# DIRECTION
Identify each line in the entries below that contains the string "shorts", and copy every such line. The match is case-sensitive.

# GIVEN RECORDS
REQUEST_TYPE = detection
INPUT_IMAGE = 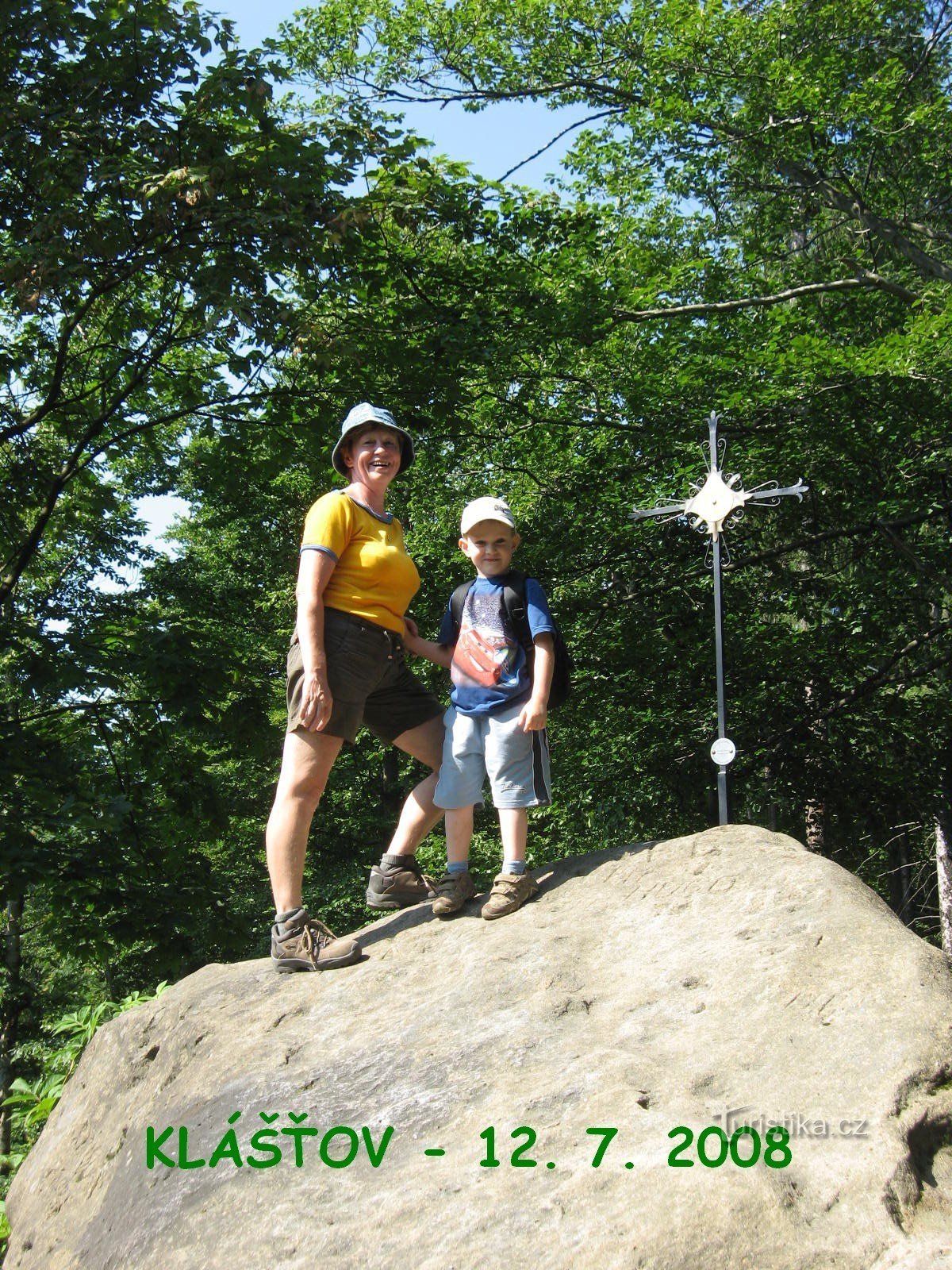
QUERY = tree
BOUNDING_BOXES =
[286,0,952,934]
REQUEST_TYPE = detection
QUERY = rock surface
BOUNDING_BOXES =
[6,826,952,1270]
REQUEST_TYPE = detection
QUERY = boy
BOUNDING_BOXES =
[406,498,555,921]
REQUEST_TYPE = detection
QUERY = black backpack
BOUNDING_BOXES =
[449,569,575,710]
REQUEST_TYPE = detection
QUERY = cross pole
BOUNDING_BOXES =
[631,410,810,824]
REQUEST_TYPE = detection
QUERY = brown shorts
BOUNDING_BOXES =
[287,608,443,741]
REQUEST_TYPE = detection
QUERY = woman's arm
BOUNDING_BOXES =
[296,551,336,732]
[404,618,455,671]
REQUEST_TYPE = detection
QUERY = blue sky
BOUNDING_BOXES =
[207,0,582,187]
[138,0,581,556]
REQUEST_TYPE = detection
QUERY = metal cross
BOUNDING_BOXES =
[631,410,810,824]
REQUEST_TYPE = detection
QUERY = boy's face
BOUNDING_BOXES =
[459,521,519,578]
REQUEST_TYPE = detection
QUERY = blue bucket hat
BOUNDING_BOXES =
[330,402,414,476]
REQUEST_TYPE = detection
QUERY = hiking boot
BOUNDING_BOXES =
[433,868,476,917]
[271,910,360,973]
[482,872,538,922]
[367,856,434,912]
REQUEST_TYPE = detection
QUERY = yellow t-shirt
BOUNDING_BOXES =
[301,491,420,635]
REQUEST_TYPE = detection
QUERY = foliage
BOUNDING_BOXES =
[0,0,952,1234]
[0,983,167,1253]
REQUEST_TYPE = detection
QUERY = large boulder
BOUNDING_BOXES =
[6,827,952,1270]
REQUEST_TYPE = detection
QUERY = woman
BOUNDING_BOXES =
[265,402,443,970]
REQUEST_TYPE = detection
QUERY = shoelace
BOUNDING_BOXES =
[301,917,336,956]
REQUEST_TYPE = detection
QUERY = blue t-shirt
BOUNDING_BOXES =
[436,578,555,715]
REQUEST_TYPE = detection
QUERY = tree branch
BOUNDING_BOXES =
[613,271,919,321]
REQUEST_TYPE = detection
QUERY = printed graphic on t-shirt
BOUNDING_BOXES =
[449,591,518,688]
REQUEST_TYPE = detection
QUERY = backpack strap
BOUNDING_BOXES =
[501,569,536,656]
[449,578,476,637]
[449,569,536,654]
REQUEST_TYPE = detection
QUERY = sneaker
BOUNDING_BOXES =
[433,868,476,917]
[367,856,434,910]
[271,910,360,973]
[482,872,538,922]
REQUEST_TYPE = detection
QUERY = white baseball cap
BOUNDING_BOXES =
[459,495,516,537]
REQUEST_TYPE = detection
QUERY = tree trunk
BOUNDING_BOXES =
[0,898,23,1175]
[886,829,919,926]
[804,681,827,855]
[935,747,952,957]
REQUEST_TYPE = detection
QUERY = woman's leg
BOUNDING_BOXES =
[367,715,451,912]
[387,715,443,856]
[264,728,344,913]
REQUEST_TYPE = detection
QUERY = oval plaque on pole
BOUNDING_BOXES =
[711,737,738,767]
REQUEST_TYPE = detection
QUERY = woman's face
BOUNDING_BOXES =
[343,423,402,489]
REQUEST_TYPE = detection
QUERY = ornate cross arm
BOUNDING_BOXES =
[631,411,810,824]
[631,411,810,542]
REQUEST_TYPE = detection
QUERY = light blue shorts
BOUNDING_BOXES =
[433,701,552,809]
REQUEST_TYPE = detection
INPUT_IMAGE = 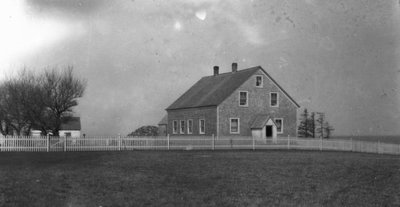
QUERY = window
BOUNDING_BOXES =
[256,75,263,88]
[199,119,206,134]
[230,118,240,134]
[180,120,185,134]
[172,120,178,134]
[239,91,249,106]
[188,119,193,134]
[275,118,283,134]
[269,92,279,107]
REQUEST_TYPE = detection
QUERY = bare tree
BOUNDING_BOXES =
[39,66,86,136]
[0,69,38,135]
[0,67,86,135]
[316,112,325,138]
[308,112,315,138]
[325,121,335,138]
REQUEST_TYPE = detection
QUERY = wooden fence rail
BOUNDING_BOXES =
[0,136,400,155]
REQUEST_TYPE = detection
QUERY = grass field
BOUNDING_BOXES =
[0,151,400,206]
[332,136,400,144]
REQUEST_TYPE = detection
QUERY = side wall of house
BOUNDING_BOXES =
[218,70,297,137]
[167,107,217,136]
[58,130,81,137]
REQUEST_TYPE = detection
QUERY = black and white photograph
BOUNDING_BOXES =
[0,0,400,207]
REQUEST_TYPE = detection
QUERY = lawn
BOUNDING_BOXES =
[0,150,400,206]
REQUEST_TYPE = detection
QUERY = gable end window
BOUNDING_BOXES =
[199,119,206,134]
[274,118,283,134]
[188,119,193,134]
[229,118,240,134]
[269,92,279,107]
[180,120,185,134]
[239,91,249,106]
[256,75,263,88]
[172,120,178,134]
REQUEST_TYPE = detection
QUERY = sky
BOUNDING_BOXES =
[0,0,400,136]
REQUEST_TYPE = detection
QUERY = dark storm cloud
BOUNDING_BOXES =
[14,0,400,135]
[27,0,107,15]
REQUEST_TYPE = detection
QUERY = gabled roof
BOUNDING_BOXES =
[158,115,168,125]
[60,117,81,130]
[167,66,300,110]
[250,114,276,129]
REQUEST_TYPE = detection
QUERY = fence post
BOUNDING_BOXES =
[376,140,381,154]
[211,134,215,150]
[319,136,323,151]
[118,134,121,151]
[64,136,67,152]
[350,137,354,152]
[167,134,169,150]
[253,136,256,151]
[47,134,50,152]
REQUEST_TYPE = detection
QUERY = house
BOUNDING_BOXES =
[166,63,300,139]
[58,117,81,137]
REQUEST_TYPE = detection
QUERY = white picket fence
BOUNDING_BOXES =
[0,136,400,155]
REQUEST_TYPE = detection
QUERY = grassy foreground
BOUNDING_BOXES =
[0,151,400,206]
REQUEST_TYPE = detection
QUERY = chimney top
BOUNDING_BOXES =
[232,63,237,73]
[214,66,219,76]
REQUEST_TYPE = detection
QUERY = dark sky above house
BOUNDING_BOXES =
[0,0,400,135]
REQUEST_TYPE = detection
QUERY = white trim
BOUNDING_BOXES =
[238,91,249,107]
[260,69,299,108]
[269,92,279,107]
[229,118,240,134]
[186,119,193,134]
[255,75,264,88]
[274,118,283,134]
[199,119,206,134]
[179,120,185,134]
[172,120,179,134]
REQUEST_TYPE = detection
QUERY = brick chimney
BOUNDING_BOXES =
[232,63,237,73]
[214,66,219,76]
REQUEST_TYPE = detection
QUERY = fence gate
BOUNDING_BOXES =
[49,137,65,152]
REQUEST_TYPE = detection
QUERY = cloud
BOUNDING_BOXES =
[26,0,107,16]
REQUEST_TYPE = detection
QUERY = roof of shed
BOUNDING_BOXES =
[250,114,275,129]
[158,115,168,125]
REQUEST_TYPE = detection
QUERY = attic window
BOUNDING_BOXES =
[275,118,283,134]
[172,120,178,134]
[239,91,249,106]
[180,120,185,134]
[188,119,193,134]
[230,118,240,134]
[269,92,279,107]
[256,75,263,88]
[199,119,206,134]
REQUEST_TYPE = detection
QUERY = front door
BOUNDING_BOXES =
[265,125,273,138]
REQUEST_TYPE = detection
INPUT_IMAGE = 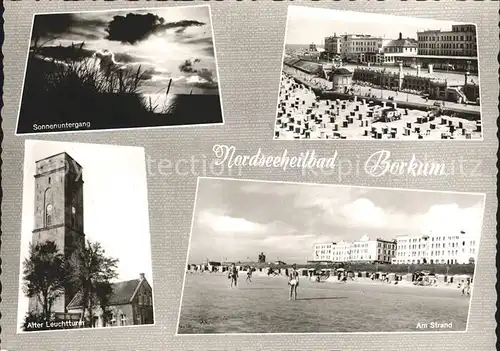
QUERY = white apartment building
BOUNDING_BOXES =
[313,235,396,263]
[417,24,477,57]
[392,231,479,264]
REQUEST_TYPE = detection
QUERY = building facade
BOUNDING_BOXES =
[393,232,479,264]
[29,152,85,313]
[313,235,396,263]
[417,24,477,57]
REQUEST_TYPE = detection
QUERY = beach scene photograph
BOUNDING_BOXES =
[177,178,484,335]
[274,6,483,140]
[17,6,223,134]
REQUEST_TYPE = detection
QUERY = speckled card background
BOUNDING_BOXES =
[0,0,499,351]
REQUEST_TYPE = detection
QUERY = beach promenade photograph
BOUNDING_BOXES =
[274,6,482,140]
[177,178,484,335]
[17,5,223,134]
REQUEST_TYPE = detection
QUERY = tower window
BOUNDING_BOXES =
[45,204,53,227]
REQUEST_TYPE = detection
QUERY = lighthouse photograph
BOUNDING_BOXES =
[18,140,154,332]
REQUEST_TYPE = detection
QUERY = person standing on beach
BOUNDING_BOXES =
[288,264,299,300]
[229,263,238,288]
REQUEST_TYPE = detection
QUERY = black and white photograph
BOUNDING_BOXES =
[274,6,483,141]
[177,178,485,334]
[17,140,154,333]
[17,6,223,134]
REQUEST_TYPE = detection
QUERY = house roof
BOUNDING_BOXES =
[68,279,145,309]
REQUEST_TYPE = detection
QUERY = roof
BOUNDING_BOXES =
[68,279,145,309]
[386,38,418,47]
[332,67,352,76]
[283,58,323,74]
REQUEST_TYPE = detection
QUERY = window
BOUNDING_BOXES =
[109,313,116,326]
[45,204,53,227]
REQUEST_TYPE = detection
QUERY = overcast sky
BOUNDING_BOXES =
[32,6,218,94]
[18,140,153,330]
[189,178,484,263]
[286,6,468,45]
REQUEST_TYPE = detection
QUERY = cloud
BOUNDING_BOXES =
[106,13,205,44]
[241,182,483,238]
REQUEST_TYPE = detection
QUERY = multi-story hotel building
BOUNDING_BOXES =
[313,235,396,263]
[392,231,479,264]
[417,24,477,57]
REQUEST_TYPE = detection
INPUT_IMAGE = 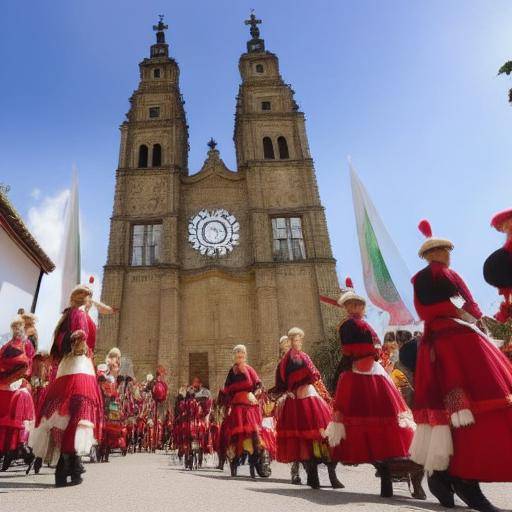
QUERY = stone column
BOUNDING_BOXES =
[157,269,180,390]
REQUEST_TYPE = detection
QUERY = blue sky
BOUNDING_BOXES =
[0,0,512,334]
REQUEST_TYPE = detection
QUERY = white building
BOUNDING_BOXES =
[0,189,55,345]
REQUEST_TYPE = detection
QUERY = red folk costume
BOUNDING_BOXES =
[0,318,35,462]
[484,209,512,323]
[275,348,331,463]
[29,285,103,486]
[222,364,263,457]
[411,225,512,482]
[332,316,414,464]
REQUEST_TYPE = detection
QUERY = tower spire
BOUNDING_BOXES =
[244,9,265,53]
[151,14,169,58]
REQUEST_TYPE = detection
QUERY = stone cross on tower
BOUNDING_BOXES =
[244,9,265,53]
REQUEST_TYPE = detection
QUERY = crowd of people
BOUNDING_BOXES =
[0,210,512,512]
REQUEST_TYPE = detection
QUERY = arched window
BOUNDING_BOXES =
[139,144,148,167]
[151,144,162,167]
[277,137,290,159]
[263,137,275,160]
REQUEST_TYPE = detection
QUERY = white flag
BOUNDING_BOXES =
[60,168,81,311]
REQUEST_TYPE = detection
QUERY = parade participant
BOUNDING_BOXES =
[275,327,342,489]
[484,208,512,323]
[411,221,512,512]
[191,376,213,456]
[222,345,263,478]
[98,347,127,462]
[0,316,35,471]
[30,324,103,487]
[326,279,414,497]
[21,310,38,353]
[270,335,302,485]
[29,352,52,475]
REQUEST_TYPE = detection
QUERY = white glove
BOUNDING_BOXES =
[322,421,347,448]
[451,409,475,428]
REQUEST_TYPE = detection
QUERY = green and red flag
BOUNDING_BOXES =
[350,164,416,325]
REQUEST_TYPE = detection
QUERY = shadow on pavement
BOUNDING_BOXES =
[248,487,459,512]
[0,480,55,493]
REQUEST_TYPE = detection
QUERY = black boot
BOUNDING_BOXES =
[34,457,43,475]
[69,455,84,485]
[0,452,14,471]
[427,471,455,508]
[229,458,238,476]
[215,455,226,471]
[55,453,69,487]
[409,469,427,500]
[379,465,393,498]
[306,460,320,489]
[453,478,499,512]
[326,462,345,489]
[290,462,302,485]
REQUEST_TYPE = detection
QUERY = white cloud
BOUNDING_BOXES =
[28,189,101,350]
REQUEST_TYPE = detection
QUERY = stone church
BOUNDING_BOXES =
[98,14,339,389]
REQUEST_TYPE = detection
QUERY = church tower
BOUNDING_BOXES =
[98,16,188,372]
[98,14,339,389]
[234,14,339,375]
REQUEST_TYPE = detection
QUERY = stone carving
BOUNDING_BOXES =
[188,209,240,257]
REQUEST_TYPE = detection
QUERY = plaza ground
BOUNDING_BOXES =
[0,453,512,512]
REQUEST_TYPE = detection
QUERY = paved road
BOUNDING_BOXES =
[0,454,512,512]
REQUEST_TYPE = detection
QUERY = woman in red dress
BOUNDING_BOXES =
[327,279,414,497]
[222,345,264,478]
[484,208,512,323]
[411,221,512,512]
[0,316,35,471]
[29,285,103,487]
[274,327,338,489]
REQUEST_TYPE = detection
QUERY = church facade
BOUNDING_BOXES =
[97,15,339,389]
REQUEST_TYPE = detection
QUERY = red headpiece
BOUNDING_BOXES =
[491,208,512,231]
[418,219,453,258]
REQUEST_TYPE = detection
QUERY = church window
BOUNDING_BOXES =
[139,144,148,167]
[131,224,162,267]
[277,137,290,160]
[263,137,275,160]
[149,107,160,119]
[188,352,210,387]
[151,144,162,167]
[272,217,306,261]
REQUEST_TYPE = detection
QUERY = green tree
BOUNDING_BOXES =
[498,60,512,104]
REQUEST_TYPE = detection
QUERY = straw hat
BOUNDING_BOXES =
[418,220,453,258]
[491,208,512,231]
[338,277,366,306]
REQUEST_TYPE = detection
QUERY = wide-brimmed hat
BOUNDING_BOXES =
[418,220,453,258]
[491,208,512,231]
[338,277,366,306]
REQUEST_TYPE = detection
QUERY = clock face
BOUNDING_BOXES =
[188,209,240,257]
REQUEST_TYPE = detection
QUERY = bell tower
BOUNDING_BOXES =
[98,15,188,371]
[234,13,339,376]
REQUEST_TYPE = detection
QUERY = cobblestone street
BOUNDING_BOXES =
[0,454,512,512]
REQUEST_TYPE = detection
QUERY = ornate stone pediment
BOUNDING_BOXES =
[182,139,243,183]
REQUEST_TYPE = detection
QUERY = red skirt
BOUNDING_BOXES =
[331,363,414,464]
[276,388,332,463]
[224,404,263,444]
[0,389,35,453]
[414,318,512,482]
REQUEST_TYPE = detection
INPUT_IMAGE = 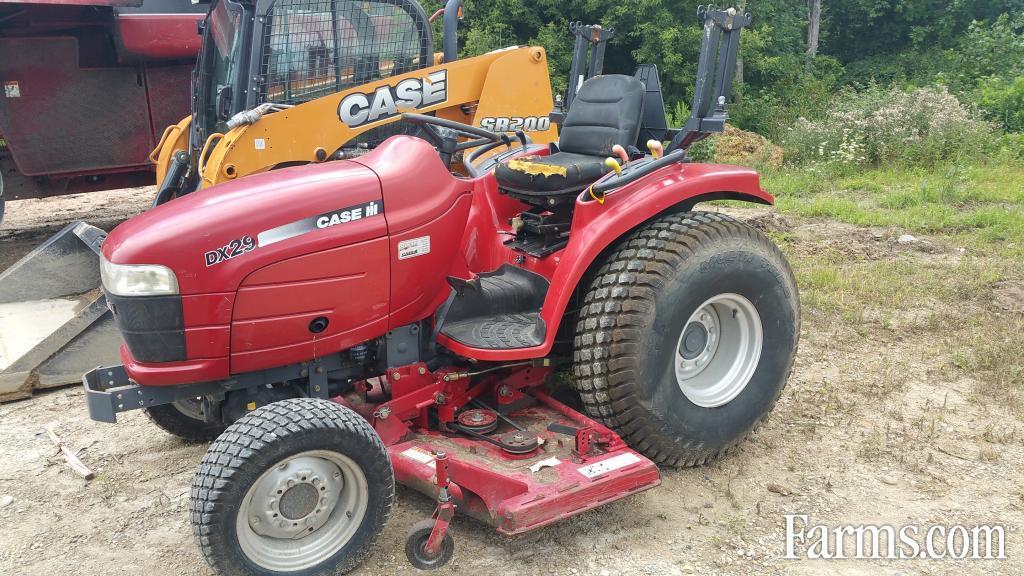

# SOLUTION FOR THIS PROBLEM
QUERY = brown shorts
QUERY = light blue shorts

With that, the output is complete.